Task to carry out: Rewrite only the lines from the one containing "of the <item>window</item>" through the one containing "Target: <item>window</item>", both included, swapping "window" for "skylight" and changing nothing else.

Items:
** begin **

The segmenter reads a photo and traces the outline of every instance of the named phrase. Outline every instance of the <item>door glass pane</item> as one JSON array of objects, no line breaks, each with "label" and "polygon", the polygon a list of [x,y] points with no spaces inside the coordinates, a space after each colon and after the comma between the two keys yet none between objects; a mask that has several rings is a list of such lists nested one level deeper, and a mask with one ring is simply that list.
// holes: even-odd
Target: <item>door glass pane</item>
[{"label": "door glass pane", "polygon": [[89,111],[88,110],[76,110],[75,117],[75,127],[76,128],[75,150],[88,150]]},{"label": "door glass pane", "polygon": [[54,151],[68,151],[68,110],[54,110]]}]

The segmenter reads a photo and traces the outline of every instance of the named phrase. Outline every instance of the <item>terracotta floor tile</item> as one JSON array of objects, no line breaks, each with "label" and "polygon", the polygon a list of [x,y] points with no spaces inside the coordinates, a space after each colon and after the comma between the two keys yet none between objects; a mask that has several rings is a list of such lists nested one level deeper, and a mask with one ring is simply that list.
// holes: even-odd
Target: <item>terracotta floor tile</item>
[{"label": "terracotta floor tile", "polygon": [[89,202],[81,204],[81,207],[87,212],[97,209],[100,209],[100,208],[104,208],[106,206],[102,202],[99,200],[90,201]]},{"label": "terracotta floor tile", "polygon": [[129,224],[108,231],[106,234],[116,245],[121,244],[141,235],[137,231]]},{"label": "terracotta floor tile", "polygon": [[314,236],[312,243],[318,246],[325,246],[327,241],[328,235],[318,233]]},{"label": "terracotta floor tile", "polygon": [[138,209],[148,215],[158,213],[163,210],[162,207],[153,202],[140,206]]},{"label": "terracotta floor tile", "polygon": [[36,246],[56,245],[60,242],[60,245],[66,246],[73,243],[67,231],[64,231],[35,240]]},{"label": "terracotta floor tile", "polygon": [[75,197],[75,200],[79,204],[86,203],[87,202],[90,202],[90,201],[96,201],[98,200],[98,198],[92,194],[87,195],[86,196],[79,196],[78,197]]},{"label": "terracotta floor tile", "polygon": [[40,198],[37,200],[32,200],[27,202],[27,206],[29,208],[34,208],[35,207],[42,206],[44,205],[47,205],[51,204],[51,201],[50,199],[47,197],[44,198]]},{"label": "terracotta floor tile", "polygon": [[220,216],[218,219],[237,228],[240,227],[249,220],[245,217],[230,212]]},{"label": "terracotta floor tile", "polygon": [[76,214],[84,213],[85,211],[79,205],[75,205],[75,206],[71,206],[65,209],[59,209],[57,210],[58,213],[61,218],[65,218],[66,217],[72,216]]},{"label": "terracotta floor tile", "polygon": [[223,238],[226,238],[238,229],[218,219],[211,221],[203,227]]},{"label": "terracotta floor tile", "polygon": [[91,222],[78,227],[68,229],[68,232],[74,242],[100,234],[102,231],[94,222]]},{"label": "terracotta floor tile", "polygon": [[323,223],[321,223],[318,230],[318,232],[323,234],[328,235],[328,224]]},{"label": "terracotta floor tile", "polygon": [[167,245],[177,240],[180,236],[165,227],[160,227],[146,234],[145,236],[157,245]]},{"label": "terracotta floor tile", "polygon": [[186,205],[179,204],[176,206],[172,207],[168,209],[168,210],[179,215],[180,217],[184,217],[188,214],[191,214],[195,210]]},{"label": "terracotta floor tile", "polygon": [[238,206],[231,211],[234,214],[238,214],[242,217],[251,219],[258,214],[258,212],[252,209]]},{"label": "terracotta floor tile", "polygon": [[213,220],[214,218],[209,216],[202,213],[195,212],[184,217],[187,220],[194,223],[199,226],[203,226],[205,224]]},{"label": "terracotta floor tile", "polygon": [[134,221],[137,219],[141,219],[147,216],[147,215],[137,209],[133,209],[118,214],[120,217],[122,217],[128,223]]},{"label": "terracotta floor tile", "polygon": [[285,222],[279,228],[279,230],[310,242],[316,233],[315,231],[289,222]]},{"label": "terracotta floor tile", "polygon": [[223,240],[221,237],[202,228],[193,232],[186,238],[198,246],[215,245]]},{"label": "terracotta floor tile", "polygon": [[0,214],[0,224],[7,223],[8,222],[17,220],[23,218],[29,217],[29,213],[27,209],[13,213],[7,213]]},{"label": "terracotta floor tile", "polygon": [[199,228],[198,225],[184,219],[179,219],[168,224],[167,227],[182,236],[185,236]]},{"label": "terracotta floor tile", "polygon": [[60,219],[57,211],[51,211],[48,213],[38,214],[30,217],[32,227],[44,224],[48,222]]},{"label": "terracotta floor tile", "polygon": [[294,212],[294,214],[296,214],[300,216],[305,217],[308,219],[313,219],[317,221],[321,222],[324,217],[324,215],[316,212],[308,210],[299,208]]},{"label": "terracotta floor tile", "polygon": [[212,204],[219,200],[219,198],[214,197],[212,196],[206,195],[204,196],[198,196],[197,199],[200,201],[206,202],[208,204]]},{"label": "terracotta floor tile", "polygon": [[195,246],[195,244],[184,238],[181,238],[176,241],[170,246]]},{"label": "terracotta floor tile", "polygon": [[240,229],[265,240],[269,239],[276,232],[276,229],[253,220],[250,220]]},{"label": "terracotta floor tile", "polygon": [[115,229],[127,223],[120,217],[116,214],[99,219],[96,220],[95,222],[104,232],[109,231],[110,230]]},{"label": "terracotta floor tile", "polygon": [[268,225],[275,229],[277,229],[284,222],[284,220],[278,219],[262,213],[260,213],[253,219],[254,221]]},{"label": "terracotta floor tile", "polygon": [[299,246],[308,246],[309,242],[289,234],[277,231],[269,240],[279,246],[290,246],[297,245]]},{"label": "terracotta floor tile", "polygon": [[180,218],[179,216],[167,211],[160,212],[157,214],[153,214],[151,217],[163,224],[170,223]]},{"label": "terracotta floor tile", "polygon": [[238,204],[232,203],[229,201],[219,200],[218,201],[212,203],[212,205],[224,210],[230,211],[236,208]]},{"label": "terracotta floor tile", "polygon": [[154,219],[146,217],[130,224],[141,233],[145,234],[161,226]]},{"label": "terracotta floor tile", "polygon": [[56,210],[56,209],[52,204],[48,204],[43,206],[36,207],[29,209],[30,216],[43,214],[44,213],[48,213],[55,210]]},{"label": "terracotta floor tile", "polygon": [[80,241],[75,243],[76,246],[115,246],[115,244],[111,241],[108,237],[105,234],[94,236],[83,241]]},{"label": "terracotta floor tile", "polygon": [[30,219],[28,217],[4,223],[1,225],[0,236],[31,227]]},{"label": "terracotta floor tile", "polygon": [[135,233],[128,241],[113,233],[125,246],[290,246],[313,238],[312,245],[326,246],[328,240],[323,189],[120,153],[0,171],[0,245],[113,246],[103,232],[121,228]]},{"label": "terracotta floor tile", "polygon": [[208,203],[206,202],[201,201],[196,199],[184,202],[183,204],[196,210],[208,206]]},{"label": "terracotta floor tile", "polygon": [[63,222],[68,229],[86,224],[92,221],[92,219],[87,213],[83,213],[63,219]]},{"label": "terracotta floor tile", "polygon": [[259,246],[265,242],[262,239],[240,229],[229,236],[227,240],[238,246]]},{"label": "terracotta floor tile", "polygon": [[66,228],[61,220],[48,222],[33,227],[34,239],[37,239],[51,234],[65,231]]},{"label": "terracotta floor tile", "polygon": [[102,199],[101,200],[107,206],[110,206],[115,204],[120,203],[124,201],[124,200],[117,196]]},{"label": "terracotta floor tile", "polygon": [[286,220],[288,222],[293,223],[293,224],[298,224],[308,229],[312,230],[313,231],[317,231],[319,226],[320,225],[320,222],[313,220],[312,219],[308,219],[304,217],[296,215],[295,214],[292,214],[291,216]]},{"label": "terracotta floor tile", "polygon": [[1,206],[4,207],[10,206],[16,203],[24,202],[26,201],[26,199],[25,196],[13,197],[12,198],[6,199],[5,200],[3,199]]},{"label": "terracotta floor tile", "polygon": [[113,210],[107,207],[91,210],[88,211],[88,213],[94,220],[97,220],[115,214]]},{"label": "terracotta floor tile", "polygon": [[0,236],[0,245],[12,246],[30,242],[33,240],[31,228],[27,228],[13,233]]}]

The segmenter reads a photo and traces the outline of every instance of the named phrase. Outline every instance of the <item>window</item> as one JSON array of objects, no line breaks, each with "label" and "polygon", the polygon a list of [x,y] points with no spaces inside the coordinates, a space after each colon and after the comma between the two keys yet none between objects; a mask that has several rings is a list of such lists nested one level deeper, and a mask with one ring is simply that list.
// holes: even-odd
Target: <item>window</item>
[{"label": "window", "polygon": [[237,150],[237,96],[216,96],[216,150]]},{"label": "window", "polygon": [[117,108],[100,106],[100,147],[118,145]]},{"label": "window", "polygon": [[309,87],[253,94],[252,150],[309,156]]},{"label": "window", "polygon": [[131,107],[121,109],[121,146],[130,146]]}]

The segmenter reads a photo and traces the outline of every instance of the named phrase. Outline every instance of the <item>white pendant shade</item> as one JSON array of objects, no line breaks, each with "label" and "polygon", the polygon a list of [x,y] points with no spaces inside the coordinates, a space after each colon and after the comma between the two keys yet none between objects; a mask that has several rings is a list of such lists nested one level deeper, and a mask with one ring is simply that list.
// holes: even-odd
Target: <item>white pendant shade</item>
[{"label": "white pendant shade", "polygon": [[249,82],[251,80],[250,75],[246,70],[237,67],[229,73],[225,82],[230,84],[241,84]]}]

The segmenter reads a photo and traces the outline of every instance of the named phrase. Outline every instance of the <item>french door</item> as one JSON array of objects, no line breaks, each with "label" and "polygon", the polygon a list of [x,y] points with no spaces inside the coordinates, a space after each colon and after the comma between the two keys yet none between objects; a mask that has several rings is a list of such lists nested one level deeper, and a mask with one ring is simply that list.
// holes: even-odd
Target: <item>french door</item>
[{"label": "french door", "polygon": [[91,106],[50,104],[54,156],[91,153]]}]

** end **

Written answer:
The segmenter reads a photo and traces the outline of every instance of the named phrase. Outline every instance of the <item>skylight</item> as one JSON array of objects, no line breaks, each with "label" and "polygon", the polygon a list of [x,y] points with no spaces inside the coordinates, a space after each colon and after the comma between the two keys yet none between objects; a mask that has several rings is a list of such lists nested one level deeper, and a mask with one ring is simply that list.
// holes: even-odd
Target: <item>skylight</item>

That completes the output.